Dataset items:
- - - - - - -
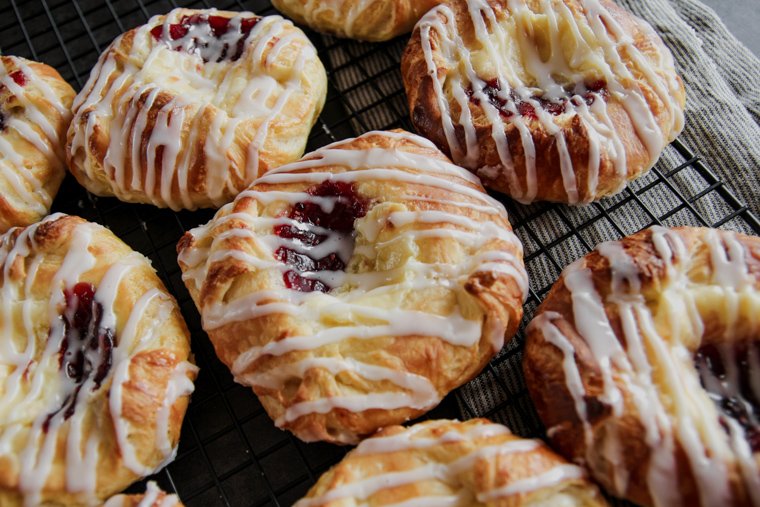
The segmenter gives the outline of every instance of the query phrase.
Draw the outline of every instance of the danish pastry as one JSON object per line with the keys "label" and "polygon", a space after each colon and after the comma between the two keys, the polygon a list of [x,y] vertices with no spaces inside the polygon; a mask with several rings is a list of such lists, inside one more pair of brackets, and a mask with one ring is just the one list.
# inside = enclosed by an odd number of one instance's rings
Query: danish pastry
{"label": "danish pastry", "polygon": [[504,207],[402,131],[269,172],[178,252],[217,355],[305,441],[433,408],[514,334],[527,290]]}
{"label": "danish pastry", "polygon": [[148,260],[56,214],[0,268],[0,505],[98,504],[172,460],[196,368]]}
{"label": "danish pastry", "polygon": [[523,366],[548,435],[642,505],[760,505],[760,238],[654,227],[569,266]]}
{"label": "danish pastry", "polygon": [[605,506],[583,469],[486,419],[391,426],[326,472],[295,507]]}
{"label": "danish pastry", "polygon": [[619,192],[683,128],[672,55],[610,0],[448,0],[402,74],[417,130],[523,203]]}
{"label": "danish pastry", "polygon": [[303,154],[326,89],[290,21],[175,9],[100,56],[74,102],[69,166],[97,195],[218,207]]}
{"label": "danish pastry", "polygon": [[184,507],[177,495],[169,495],[151,481],[143,495],[116,495],[108,499],[103,507]]}
{"label": "danish pastry", "polygon": [[0,233],[50,211],[66,174],[74,89],[52,67],[0,56]]}
{"label": "danish pastry", "polygon": [[412,31],[442,0],[272,0],[272,5],[319,32],[366,41],[386,41]]}

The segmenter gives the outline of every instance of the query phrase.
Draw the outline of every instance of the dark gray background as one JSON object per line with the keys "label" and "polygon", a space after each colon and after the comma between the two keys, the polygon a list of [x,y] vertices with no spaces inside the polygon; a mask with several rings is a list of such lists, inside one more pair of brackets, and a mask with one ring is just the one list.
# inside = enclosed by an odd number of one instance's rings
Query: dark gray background
{"label": "dark gray background", "polygon": [[726,23],[731,33],[760,56],[760,0],[703,0]]}

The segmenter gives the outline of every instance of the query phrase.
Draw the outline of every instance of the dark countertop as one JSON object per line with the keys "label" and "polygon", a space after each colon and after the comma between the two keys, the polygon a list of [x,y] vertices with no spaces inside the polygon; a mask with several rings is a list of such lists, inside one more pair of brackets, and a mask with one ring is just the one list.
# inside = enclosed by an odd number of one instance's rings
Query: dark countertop
{"label": "dark countertop", "polygon": [[760,56],[760,0],[703,0],[728,29]]}

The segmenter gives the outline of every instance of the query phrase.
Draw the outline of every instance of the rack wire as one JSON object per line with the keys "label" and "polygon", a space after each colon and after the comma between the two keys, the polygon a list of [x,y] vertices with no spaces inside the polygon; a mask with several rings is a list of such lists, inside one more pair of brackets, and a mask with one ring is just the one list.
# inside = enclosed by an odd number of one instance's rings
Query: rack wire
{"label": "rack wire", "polygon": [[[262,1],[0,0],[0,49],[43,61],[80,89],[98,55],[118,34],[150,16],[182,6],[274,14]],[[324,112],[308,151],[368,130],[412,130],[399,60],[404,40],[363,44],[307,31],[328,69]],[[525,324],[562,268],[601,241],[654,224],[704,225],[760,234],[760,222],[698,156],[681,142],[668,147],[657,166],[621,194],[584,207],[522,206],[496,195],[507,207],[525,246],[530,293]],[[235,384],[221,364],[182,284],[175,245],[213,212],[174,213],[125,204],[87,193],[70,176],[53,209],[109,227],[148,256],[177,297],[192,334],[201,373],[182,429],[176,460],[153,479],[179,493],[188,506],[287,506],[303,496],[345,449],[304,444],[275,428],[256,397]],[[485,371],[449,395],[427,417],[490,417],[526,436],[543,428],[527,396],[518,333]],[[130,491],[142,490],[138,484]]]}

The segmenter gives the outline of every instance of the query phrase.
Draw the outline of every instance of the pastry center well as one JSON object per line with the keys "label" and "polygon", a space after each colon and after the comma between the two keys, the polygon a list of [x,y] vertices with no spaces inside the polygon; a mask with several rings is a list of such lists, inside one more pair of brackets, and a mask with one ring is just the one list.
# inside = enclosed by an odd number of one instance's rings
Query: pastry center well
{"label": "pastry center well", "polygon": [[760,344],[703,345],[694,355],[700,381],[721,412],[721,425],[734,419],[753,452],[760,451]]}
{"label": "pastry center well", "polygon": [[293,268],[283,274],[289,289],[329,292],[329,281],[313,275],[345,270],[354,248],[354,222],[367,214],[369,203],[353,183],[325,181],[306,193],[315,199],[295,203],[287,215],[297,225],[274,228],[278,237],[288,240],[274,256]]}
{"label": "pastry center well", "polygon": [[92,390],[100,388],[113,362],[114,332],[101,326],[103,305],[95,300],[95,286],[78,283],[66,289],[64,295],[63,340],[58,351],[64,399],[61,407],[48,415],[45,430],[56,414],[62,412],[64,419],[71,417],[82,386],[92,380]]}

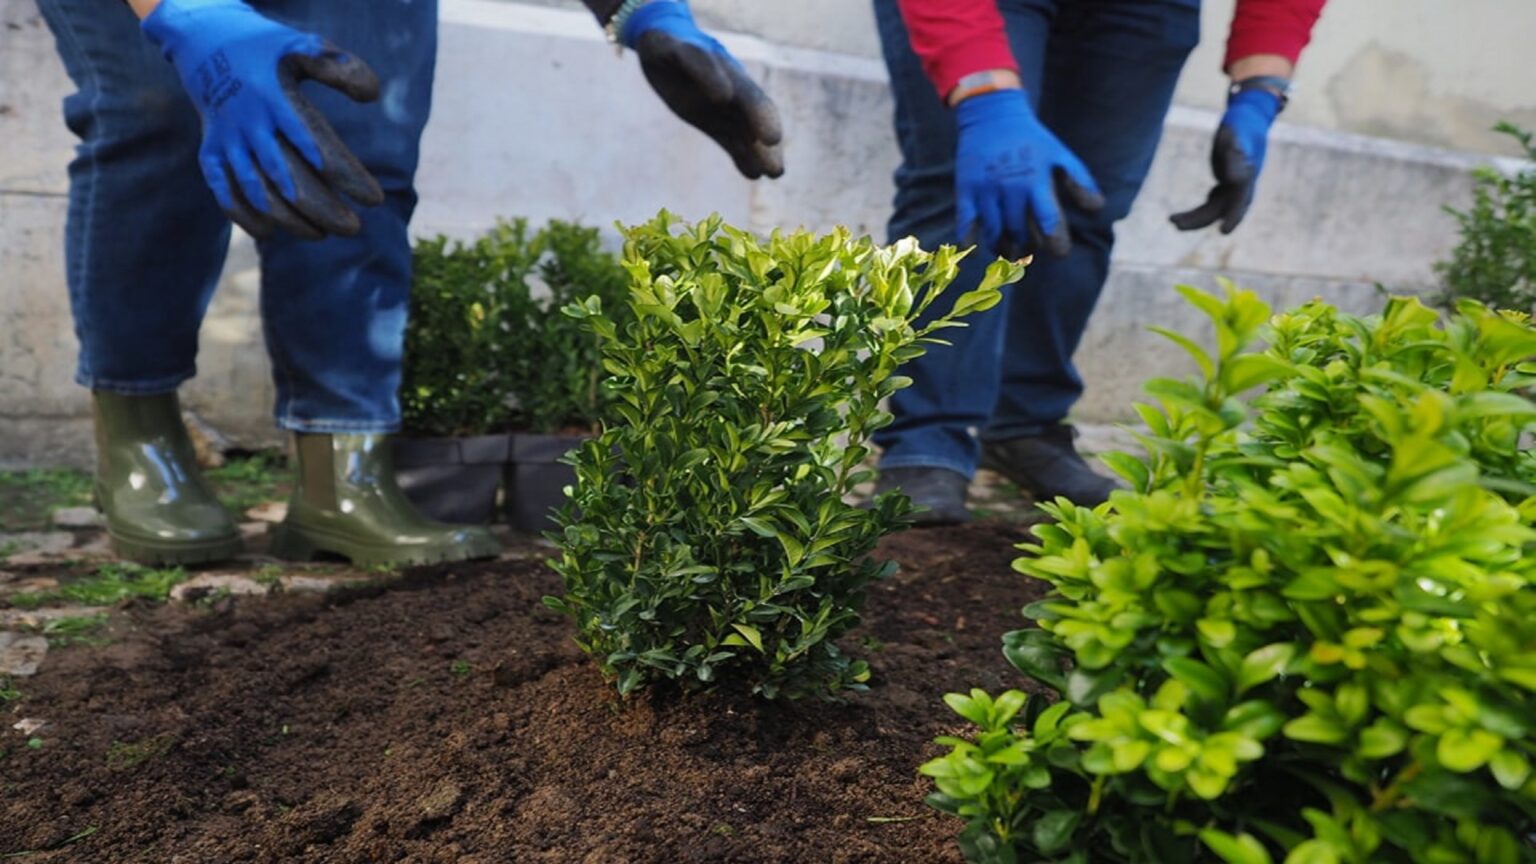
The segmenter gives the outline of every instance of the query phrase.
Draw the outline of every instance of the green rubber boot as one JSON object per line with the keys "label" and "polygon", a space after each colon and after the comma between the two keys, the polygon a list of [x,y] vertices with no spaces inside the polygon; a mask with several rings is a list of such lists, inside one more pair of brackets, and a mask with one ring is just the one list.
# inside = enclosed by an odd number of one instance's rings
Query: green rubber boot
{"label": "green rubber boot", "polygon": [[298,483],[272,554],[321,553],[353,564],[433,564],[494,558],[501,543],[478,526],[445,525],[416,512],[395,483],[384,435],[297,435]]}
{"label": "green rubber boot", "polygon": [[203,479],[175,393],[93,393],[96,502],[117,554],[141,564],[239,555],[240,529]]}

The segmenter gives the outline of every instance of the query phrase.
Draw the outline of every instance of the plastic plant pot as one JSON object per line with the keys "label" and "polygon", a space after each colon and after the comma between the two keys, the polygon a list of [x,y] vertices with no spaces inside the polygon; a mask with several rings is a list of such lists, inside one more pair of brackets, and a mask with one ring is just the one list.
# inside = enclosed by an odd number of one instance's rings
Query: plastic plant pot
{"label": "plastic plant pot", "polygon": [[580,435],[512,435],[507,462],[507,524],[519,531],[555,527],[553,513],[565,505],[565,487],[576,482],[576,469],[561,458],[585,440]]}
{"label": "plastic plant pot", "polygon": [[506,435],[396,438],[395,478],[422,515],[484,525],[496,515],[496,490],[509,449]]}

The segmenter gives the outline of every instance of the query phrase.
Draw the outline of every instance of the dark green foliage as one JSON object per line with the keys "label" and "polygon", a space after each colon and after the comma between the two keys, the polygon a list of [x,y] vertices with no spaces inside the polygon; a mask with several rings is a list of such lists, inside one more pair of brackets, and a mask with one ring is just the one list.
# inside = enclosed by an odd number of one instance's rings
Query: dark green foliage
{"label": "dark green foliage", "polygon": [[[1520,143],[1536,162],[1531,133],[1508,123],[1494,127]],[[1536,168],[1506,175],[1495,168],[1473,173],[1469,210],[1451,210],[1461,242],[1436,269],[1448,305],[1477,300],[1497,309],[1536,310]]]}
{"label": "dark green foliage", "polygon": [[607,393],[596,334],[562,310],[588,297],[627,320],[629,279],[618,258],[603,251],[594,228],[551,222],[537,238],[539,277],[549,289],[522,331],[513,328],[520,365],[518,428],[541,434],[595,432]]}
{"label": "dark green foliage", "polygon": [[574,455],[554,562],[566,594],[548,602],[622,693],[655,679],[770,697],[859,684],[867,667],[834,640],[891,569],[869,553],[909,508],[844,500],[890,422],[880,400],[910,383],[897,366],[995,304],[1022,266],[998,262],[917,327],[955,278],[953,248],[846,231],[760,241],[667,214],[627,238],[634,320],[596,301],[569,308],[603,338],[617,399]]}
{"label": "dark green foliage", "polygon": [[408,435],[483,435],[512,423],[511,322],[532,317],[538,253],[524,220],[473,243],[416,242],[400,408]]}
{"label": "dark green foliage", "polygon": [[975,862],[1536,861],[1536,329],[1185,294],[1219,348],[1173,336],[1133,489],[1016,565],[1062,701],[952,696],[931,801]]}
{"label": "dark green foliage", "polygon": [[598,232],[504,221],[473,243],[420,240],[400,388],[407,434],[593,428],[598,348],[560,313],[588,296],[617,306],[624,271]]}

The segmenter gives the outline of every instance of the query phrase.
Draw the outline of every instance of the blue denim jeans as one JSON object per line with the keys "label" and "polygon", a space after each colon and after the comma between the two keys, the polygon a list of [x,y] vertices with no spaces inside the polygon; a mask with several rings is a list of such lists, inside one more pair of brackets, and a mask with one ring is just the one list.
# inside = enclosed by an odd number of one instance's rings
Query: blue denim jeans
{"label": "blue denim jeans", "polygon": [[[874,0],[896,102],[902,153],[892,240],[924,248],[955,236],[955,124],[907,41],[896,0]],[[1184,61],[1200,38],[1199,0],[998,0],[1014,57],[1045,125],[1093,172],[1106,203],[1068,208],[1072,252],[1037,255],[1004,301],[947,330],[903,368],[912,387],[891,398],[895,422],[876,443],[888,468],[974,474],[977,439],[1039,434],[1082,395],[1072,363],[1109,273],[1114,225],[1131,209],[1162,135]],[[968,258],[952,296],[974,288],[990,259]],[[940,301],[930,311],[948,308]]]}
{"label": "blue denim jeans", "polygon": [[[411,286],[406,229],[431,107],[437,2],[251,2],[362,57],[383,84],[371,105],[304,88],[386,200],[362,212],[357,237],[260,244],[277,422],[303,432],[394,431]],[[198,329],[230,237],[198,168],[197,111],[126,4],[38,5],[78,88],[64,100],[80,139],[65,240],[76,378],[116,393],[173,391],[196,374]]]}

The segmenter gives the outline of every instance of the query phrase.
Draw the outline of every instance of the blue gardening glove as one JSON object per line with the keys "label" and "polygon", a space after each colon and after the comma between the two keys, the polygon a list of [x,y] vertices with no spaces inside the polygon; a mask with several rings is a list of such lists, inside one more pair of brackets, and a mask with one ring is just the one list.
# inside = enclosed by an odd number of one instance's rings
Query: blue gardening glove
{"label": "blue gardening glove", "polygon": [[683,0],[625,4],[619,40],[640,55],[651,88],[673,113],[715,139],[756,180],[784,173],[779,111],[725,46],[699,29]]}
{"label": "blue gardening glove", "polygon": [[1231,234],[1243,221],[1264,168],[1269,127],[1282,107],[1279,96],[1259,88],[1239,90],[1227,99],[1227,112],[1211,146],[1216,188],[1204,204],[1173,215],[1179,230],[1194,231],[1220,219],[1221,233]]}
{"label": "blue gardening glove", "polygon": [[964,243],[996,254],[1065,255],[1072,248],[1061,202],[1082,210],[1104,206],[1093,175],[1045,128],[1023,90],[999,90],[955,107],[955,218]]}
{"label": "blue gardening glove", "polygon": [[163,0],[144,33],[202,114],[203,176],[231,219],[256,237],[282,228],[318,240],[362,229],[341,195],[371,207],[384,193],[299,82],[369,102],[379,79],[367,64],[240,0]]}

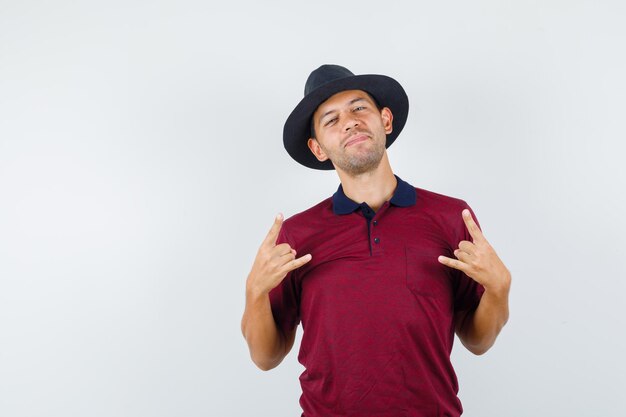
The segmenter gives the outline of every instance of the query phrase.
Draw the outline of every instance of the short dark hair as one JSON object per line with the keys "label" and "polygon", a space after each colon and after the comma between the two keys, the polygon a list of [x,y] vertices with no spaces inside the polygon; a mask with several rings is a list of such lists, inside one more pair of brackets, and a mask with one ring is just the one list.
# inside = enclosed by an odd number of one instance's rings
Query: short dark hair
{"label": "short dark hair", "polygon": [[[378,109],[378,111],[381,111],[381,110],[382,110],[382,107],[380,107],[380,104],[378,104],[378,101],[376,100],[376,98],[375,98],[373,95],[371,95],[370,93],[368,93],[367,91],[365,91],[365,90],[362,90],[362,91],[363,91],[365,94],[367,94],[367,96],[368,96],[369,98],[371,98],[371,99],[372,99],[372,101],[374,102],[374,105],[376,106],[376,108]],[[315,114],[315,112],[316,112],[316,111],[317,111],[317,109],[315,109],[315,110],[313,111],[313,114]],[[313,138],[313,139],[316,139],[316,138],[315,138],[315,123],[313,122],[313,114],[311,115],[311,122],[310,122],[310,128],[309,128],[309,129],[310,129],[310,132],[309,132],[309,135],[310,135],[310,136],[309,136],[309,137],[311,137],[311,138]]]}

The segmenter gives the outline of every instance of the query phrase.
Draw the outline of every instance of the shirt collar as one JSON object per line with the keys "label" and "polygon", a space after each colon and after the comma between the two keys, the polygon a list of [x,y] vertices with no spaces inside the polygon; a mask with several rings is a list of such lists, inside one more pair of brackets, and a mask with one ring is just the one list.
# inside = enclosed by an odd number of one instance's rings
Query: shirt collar
{"label": "shirt collar", "polygon": [[[408,182],[403,181],[397,175],[394,175],[396,180],[398,181],[398,185],[396,186],[395,191],[393,192],[393,196],[389,202],[394,206],[398,207],[408,207],[415,204],[415,200],[417,195],[415,193],[415,187],[413,187]],[[359,208],[361,204],[356,201],[350,200],[343,192],[343,187],[339,184],[339,188],[337,188],[337,192],[333,194],[333,212],[335,214],[350,214],[357,208]]]}

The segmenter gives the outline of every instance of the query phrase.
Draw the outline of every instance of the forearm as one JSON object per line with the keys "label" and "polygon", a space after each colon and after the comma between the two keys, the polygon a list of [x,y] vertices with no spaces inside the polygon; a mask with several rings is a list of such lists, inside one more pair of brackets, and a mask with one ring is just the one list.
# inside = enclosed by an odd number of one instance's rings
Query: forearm
{"label": "forearm", "polygon": [[241,320],[252,361],[262,370],[275,368],[286,352],[285,337],[276,326],[268,294],[246,290],[246,308]]}
{"label": "forearm", "polygon": [[509,319],[509,286],[487,290],[476,310],[469,314],[458,331],[463,345],[476,355],[487,352]]}
{"label": "forearm", "polygon": [[288,273],[311,260],[306,254],[296,259],[296,250],[287,243],[276,244],[283,216],[279,214],[257,252],[246,280],[246,308],[241,332],[248,342],[250,357],[259,368],[275,368],[293,346],[295,328],[283,334],[274,321],[269,293]]}

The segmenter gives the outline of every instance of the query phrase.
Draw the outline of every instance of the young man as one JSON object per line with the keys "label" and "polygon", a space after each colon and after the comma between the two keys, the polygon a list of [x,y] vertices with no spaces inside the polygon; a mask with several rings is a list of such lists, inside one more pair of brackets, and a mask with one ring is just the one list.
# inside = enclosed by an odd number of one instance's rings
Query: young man
{"label": "young man", "polygon": [[323,65],[285,123],[287,152],[334,168],[341,185],[276,217],[246,282],[242,331],[268,370],[302,323],[303,416],[460,416],[454,334],[480,355],[508,319],[511,275],[469,206],[391,170],[386,148],[407,115],[392,78]]}

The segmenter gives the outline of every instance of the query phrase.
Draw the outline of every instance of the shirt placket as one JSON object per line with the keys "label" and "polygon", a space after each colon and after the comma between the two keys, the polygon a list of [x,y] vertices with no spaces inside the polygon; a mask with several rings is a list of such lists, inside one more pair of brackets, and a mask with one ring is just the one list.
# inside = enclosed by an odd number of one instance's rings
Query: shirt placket
{"label": "shirt placket", "polygon": [[370,256],[373,256],[374,252],[380,248],[379,228],[377,226],[381,214],[388,205],[389,203],[386,202],[378,212],[375,212],[367,203],[360,204],[361,212],[367,222],[367,240],[369,242]]}

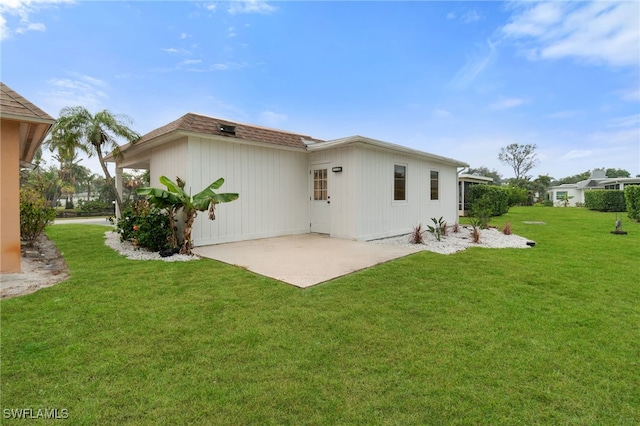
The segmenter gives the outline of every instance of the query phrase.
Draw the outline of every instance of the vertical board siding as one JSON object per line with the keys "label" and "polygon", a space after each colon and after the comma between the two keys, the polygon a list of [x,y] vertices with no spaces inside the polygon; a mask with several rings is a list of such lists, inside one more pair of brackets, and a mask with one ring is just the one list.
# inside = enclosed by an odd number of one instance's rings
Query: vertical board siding
{"label": "vertical board siding", "polygon": [[[309,167],[314,163],[329,163],[328,195],[331,197],[330,235],[332,237],[356,238],[355,177],[357,166],[354,152],[355,148],[350,146],[313,152],[309,155]],[[342,172],[335,173],[331,171],[332,167],[342,167]],[[308,172],[307,176],[309,176]],[[311,183],[309,183],[309,191],[310,188]]]}
{"label": "vertical board siding", "polygon": [[192,193],[223,177],[219,191],[240,194],[216,207],[215,221],[198,215],[194,245],[309,231],[306,153],[200,137],[188,146]]}
{"label": "vertical board siding", "polygon": [[187,178],[187,139],[179,139],[151,150],[150,162],[151,186],[164,188],[160,183],[160,176],[166,176],[172,181],[176,177]]}
{"label": "vertical board siding", "polygon": [[[427,159],[360,146],[359,185],[355,193],[355,238],[372,240],[411,232],[414,226],[430,224],[443,217],[448,223],[457,219],[457,169]],[[395,164],[407,166],[407,200],[393,200]],[[430,171],[440,173],[440,199],[430,200]]]}

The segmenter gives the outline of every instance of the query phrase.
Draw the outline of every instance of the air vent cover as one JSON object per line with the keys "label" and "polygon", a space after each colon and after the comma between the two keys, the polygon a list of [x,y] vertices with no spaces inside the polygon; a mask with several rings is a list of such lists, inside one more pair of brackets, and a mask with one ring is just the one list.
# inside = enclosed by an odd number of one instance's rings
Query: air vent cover
{"label": "air vent cover", "polygon": [[236,126],[231,126],[229,124],[220,124],[220,131],[222,133],[226,133],[228,135],[236,134]]}

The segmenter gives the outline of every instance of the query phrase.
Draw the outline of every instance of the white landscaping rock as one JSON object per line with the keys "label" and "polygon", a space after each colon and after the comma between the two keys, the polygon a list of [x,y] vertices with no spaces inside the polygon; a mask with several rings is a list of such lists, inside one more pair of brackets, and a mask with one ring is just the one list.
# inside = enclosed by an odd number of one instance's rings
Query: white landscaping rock
{"label": "white landscaping rock", "polygon": [[423,234],[424,244],[411,244],[410,234],[400,235],[398,237],[383,238],[381,240],[370,241],[372,244],[394,244],[408,248],[419,250],[429,250],[440,254],[452,254],[465,250],[469,247],[483,248],[531,248],[527,245],[530,241],[518,235],[505,235],[495,228],[480,230],[480,243],[473,242],[471,236],[472,228],[460,226],[459,232],[448,230],[447,236],[443,236],[438,241],[435,235],[425,232]]}
{"label": "white landscaping rock", "polygon": [[188,262],[190,260],[198,260],[198,256],[188,256],[186,254],[174,254],[173,256],[162,257],[158,252],[151,252],[146,249],[135,248],[130,241],[120,241],[120,234],[114,231],[105,232],[104,243],[126,256],[131,260],[163,260],[165,262]]}

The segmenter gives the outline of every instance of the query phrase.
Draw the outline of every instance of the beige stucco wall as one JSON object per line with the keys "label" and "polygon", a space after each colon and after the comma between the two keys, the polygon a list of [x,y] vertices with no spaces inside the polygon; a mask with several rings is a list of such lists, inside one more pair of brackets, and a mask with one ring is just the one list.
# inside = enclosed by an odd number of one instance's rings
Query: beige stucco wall
{"label": "beige stucco wall", "polygon": [[0,272],[20,272],[20,123],[0,122]]}

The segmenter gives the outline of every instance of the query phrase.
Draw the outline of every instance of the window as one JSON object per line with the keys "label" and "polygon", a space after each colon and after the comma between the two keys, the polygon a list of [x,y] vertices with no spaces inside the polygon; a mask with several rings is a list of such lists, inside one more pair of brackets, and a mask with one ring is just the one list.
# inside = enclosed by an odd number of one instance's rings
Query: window
{"label": "window", "polygon": [[393,166],[393,200],[407,199],[407,166]]}
{"label": "window", "polygon": [[313,171],[313,199],[315,201],[327,200],[327,169]]}
{"label": "window", "polygon": [[556,191],[556,200],[562,200],[567,196],[567,191]]}
{"label": "window", "polygon": [[620,189],[620,184],[616,183],[616,184],[613,184],[613,185],[605,185],[604,189]]}
{"label": "window", "polygon": [[439,177],[439,173],[436,170],[431,170],[431,199],[432,200],[438,200],[440,193],[439,193],[439,187],[440,187],[440,177]]}

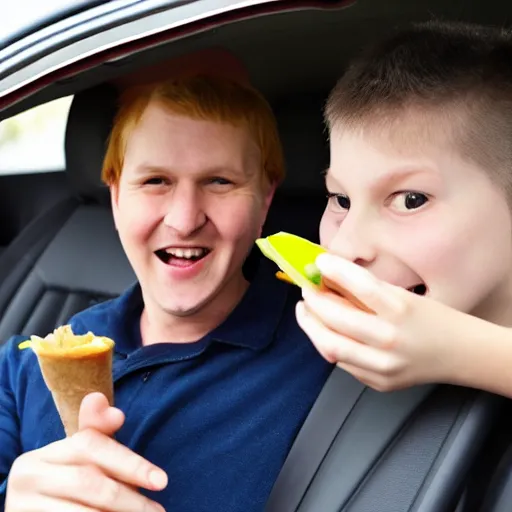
- - - - - - -
Exact repeats of the lines from the first one in the data through the line containing "Draw the outline of every instance of the danish" make up the answer. Pictures do not.

RESPONSE:
The segmenter gives the outline of every instance of the query phrase.
Draw the outline of every instance of the danish pastry as one JSON object per line with the keys "label" and "polygon", a space after each colon and after the comma between the two keys, the polygon a list of [x,y] vertices with no spaces inside the polygon; a mask with several rings is a list of such lists, inside one more pair of brackets, and a mask with one ring is just the one list.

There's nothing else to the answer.